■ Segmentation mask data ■
======
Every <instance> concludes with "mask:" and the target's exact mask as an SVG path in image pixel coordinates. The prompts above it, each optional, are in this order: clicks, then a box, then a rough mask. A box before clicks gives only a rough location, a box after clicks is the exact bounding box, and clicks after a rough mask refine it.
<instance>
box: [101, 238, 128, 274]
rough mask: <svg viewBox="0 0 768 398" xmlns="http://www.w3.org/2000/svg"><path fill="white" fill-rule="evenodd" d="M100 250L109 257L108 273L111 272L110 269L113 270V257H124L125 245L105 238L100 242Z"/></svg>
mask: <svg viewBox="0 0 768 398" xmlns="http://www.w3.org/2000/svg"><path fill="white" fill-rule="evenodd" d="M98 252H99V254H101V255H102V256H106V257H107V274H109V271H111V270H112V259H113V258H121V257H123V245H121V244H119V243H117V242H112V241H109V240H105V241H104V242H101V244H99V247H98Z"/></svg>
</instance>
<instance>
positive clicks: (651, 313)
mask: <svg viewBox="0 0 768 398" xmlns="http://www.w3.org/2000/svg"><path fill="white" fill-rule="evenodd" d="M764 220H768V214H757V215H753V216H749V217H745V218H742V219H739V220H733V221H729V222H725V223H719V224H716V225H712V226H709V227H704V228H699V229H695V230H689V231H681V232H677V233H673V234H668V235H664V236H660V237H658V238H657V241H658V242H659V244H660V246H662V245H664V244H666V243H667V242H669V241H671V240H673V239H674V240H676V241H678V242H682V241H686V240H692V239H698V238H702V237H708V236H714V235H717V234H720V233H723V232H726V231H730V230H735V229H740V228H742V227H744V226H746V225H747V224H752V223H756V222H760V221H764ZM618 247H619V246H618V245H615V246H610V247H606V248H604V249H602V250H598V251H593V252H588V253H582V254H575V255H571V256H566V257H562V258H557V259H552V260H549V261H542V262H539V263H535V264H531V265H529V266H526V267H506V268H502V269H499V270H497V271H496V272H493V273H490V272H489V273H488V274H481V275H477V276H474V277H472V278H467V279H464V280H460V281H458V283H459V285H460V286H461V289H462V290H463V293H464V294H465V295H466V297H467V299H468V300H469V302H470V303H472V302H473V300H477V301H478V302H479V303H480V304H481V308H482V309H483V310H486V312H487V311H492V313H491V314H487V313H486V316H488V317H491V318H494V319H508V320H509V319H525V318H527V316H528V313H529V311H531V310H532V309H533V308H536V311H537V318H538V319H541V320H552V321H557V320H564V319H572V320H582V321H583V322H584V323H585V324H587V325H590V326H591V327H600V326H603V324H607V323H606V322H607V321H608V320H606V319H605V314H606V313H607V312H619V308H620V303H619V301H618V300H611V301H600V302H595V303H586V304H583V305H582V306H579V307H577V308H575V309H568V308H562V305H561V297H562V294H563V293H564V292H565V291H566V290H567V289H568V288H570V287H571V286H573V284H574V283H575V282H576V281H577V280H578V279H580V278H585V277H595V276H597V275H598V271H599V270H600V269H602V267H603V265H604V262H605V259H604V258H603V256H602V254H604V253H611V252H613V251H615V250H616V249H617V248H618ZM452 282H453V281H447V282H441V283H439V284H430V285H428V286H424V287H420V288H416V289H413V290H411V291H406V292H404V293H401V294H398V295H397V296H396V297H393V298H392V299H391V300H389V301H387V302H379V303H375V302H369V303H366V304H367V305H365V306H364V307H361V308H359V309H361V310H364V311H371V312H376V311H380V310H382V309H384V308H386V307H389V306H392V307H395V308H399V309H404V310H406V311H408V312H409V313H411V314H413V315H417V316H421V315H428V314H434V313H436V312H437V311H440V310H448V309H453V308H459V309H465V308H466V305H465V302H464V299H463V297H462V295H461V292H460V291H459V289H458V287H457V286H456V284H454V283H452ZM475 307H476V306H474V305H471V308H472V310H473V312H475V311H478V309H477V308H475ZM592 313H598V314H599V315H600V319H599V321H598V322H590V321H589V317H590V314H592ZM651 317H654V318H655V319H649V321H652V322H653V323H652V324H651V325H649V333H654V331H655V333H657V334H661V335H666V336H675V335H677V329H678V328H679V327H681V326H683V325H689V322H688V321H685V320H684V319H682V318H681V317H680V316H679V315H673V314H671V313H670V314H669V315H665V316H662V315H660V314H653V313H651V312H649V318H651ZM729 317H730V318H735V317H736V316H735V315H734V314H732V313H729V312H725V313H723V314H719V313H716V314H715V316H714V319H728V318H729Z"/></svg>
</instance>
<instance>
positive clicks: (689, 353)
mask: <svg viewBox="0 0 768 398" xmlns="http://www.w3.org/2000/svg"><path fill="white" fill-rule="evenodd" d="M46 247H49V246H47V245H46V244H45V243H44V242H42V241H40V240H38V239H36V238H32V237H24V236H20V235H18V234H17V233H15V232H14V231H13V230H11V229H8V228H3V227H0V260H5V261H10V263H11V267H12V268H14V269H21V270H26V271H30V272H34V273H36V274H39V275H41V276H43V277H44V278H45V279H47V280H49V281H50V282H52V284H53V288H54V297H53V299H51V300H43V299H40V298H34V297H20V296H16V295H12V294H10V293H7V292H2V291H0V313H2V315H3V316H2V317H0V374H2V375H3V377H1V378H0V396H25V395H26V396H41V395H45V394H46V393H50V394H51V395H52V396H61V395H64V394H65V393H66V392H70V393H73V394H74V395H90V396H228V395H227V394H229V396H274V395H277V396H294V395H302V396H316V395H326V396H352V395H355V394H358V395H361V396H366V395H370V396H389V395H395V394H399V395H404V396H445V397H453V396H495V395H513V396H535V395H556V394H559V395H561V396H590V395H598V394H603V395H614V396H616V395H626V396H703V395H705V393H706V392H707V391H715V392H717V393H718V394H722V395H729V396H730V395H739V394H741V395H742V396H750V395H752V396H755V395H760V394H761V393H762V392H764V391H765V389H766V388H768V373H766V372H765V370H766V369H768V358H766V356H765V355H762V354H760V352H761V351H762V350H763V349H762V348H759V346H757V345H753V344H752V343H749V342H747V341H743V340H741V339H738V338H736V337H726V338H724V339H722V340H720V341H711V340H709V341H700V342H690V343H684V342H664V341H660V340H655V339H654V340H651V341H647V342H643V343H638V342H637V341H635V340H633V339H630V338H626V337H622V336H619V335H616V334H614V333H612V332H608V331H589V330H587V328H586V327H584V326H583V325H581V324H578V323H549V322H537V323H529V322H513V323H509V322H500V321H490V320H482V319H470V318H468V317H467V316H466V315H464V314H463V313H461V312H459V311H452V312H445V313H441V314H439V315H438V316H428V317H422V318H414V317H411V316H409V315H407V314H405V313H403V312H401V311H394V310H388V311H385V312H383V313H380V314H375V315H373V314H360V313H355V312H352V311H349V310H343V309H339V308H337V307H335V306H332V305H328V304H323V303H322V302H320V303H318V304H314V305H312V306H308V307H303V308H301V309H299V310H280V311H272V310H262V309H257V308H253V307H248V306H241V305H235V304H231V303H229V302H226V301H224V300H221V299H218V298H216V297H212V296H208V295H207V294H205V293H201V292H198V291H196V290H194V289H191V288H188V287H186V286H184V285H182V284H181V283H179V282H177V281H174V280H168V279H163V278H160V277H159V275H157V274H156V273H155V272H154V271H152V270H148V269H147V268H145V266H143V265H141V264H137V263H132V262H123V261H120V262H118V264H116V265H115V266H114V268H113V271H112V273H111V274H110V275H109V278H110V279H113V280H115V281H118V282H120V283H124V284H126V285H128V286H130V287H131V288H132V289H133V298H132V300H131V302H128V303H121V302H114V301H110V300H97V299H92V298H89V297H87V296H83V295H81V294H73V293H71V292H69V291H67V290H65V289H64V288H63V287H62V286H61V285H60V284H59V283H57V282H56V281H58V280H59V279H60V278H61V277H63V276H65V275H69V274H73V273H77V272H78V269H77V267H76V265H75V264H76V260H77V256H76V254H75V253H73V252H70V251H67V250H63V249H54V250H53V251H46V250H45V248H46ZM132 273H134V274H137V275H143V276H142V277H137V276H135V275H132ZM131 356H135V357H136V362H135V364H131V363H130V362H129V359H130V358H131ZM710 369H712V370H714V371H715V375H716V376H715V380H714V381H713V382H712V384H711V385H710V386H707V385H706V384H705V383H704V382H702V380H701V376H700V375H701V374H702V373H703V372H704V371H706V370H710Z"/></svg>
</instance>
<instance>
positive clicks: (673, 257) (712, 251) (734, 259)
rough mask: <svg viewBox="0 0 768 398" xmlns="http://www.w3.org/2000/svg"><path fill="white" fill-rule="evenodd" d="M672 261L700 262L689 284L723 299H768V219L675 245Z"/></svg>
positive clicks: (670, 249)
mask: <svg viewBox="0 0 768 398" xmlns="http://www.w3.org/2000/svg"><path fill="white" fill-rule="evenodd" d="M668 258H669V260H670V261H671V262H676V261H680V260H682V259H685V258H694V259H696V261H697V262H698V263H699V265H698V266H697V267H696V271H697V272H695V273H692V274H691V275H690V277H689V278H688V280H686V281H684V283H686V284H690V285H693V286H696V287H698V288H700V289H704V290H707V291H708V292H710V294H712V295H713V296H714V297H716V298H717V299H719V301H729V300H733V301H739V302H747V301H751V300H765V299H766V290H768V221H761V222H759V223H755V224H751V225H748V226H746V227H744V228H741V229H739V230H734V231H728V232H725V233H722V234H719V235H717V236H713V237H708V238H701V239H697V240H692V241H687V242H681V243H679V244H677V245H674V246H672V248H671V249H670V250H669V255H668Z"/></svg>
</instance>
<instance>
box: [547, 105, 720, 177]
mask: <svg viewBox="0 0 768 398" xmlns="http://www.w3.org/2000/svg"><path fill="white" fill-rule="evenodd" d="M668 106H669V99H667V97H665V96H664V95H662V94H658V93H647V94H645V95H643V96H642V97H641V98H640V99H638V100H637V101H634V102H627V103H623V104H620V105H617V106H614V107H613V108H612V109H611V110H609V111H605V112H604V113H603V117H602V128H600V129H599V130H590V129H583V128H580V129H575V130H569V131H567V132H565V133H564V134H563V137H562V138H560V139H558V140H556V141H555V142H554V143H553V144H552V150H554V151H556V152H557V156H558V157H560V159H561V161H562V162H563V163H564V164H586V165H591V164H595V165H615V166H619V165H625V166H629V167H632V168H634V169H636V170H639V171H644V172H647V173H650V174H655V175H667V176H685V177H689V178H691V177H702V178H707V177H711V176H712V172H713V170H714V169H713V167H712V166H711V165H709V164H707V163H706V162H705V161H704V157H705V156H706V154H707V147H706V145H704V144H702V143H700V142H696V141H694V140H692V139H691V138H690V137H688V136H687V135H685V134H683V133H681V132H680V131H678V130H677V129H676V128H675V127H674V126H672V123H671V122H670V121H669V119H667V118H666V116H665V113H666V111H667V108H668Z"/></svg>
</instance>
======
■ ACTIVITY ■
Reproduce the entries from their first line through the line that contains "250L109 257L108 273L111", keeping both of those lines and leaving every character unchanged.

■ ANSWER TO THIS EXERCISE ■
Every <instance> concludes with "mask:" and the target's exact mask as an SVG path in image pixel coordinates. The prompts above it, each optional, are in this order: clicks, then a box, then a rough mask. A box before clicks gives only a rough location, a box after clicks is the exact bounding box, and clicks after a rough mask refine it.
<instance>
box: [101, 238, 128, 274]
rough mask: <svg viewBox="0 0 768 398" xmlns="http://www.w3.org/2000/svg"><path fill="white" fill-rule="evenodd" d="M100 250L109 257L108 273L111 272L110 269L113 270V257H124L125 245L105 238L100 242Z"/></svg>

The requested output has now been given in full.